◆ Data section ◆
>>>>>

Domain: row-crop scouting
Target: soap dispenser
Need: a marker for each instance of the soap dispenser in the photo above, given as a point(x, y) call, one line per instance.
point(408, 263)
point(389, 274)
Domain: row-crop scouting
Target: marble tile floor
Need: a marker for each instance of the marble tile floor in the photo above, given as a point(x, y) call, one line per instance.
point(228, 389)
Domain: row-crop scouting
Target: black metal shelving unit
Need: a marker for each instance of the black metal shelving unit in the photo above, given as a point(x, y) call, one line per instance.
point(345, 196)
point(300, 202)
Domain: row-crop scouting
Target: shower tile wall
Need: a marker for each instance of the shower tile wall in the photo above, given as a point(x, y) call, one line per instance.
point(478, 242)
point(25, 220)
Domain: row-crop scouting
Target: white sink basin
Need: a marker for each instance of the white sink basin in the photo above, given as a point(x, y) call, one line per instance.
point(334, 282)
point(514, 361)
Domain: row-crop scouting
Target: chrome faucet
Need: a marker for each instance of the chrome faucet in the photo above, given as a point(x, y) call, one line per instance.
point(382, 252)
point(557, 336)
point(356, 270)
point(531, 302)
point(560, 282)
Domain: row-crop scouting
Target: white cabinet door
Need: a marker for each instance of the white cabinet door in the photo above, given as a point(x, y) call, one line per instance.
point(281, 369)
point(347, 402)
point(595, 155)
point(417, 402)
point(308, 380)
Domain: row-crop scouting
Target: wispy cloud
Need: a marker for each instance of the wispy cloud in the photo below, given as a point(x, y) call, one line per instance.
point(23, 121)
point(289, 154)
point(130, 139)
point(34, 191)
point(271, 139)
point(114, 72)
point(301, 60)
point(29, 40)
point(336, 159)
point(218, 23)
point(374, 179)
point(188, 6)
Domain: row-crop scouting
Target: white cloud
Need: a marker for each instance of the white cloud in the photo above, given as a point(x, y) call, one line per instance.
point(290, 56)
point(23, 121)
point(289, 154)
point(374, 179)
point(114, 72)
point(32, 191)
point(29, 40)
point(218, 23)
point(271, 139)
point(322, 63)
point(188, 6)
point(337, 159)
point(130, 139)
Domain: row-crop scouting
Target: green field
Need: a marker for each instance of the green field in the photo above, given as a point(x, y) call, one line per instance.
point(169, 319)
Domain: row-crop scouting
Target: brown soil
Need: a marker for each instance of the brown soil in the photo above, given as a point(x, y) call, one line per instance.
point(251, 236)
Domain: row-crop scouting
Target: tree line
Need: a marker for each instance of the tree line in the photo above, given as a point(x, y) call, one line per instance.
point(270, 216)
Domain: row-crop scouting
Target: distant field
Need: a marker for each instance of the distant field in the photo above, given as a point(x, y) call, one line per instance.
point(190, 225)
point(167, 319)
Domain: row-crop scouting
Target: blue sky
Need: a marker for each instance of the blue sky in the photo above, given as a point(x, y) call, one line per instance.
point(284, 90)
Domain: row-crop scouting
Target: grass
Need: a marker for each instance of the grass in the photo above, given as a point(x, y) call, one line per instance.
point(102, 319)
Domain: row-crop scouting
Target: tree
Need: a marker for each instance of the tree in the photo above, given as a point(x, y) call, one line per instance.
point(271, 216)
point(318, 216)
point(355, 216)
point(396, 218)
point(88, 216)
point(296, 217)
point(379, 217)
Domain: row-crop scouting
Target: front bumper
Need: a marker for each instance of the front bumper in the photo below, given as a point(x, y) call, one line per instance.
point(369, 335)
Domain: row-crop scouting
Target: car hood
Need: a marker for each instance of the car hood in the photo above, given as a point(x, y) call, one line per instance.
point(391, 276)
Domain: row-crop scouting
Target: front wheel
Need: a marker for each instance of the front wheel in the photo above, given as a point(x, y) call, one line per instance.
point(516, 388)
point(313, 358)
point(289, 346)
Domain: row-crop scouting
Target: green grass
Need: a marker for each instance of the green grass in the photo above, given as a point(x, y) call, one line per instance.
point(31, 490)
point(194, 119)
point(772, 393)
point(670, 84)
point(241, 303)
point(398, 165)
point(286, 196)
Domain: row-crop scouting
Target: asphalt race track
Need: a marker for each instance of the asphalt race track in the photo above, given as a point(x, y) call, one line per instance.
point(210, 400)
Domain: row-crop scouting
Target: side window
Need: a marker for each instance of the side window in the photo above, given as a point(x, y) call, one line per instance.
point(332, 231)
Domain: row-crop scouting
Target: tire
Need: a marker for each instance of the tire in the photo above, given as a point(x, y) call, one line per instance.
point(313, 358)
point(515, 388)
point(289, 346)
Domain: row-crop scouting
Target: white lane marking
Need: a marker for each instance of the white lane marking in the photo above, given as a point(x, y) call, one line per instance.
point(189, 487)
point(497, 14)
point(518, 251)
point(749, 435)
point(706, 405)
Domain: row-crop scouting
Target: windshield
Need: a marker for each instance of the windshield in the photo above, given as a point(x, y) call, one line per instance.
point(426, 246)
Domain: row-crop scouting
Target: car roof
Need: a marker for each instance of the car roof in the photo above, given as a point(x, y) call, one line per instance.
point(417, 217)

<<<<<

◆ Given problem ◆
Can you copy out the entries above word for word, from their first line through the line with "point(25, 220)", including both of those lines?

◆ Solution ◆
Domain: row-crop scouting
Target: soap dispenser
Need: a marker for each instance of the soap dispenser in the photo above, given as a point(x, y) call, one line per instance.
point(408, 263)
point(389, 274)
Domain: row-crop scouting
Target: marble tile floor
Need: a marker for each instance of the marble tile floor in the photo above, given as a point(x, y) call, one line per instance.
point(228, 389)
Domain: row-crop scouting
Target: black metal shelving unit
Need: a marker for each instance of the black metal shelving unit in the photo above, given as a point(x, y) call, one line per instance.
point(345, 196)
point(300, 202)
Domain: row-crop scouting
Target: shower tile wall
Need: a marker for each instance of the shower tile wall in the photo above, given as a point(x, y) call, one line per instance.
point(478, 242)
point(25, 220)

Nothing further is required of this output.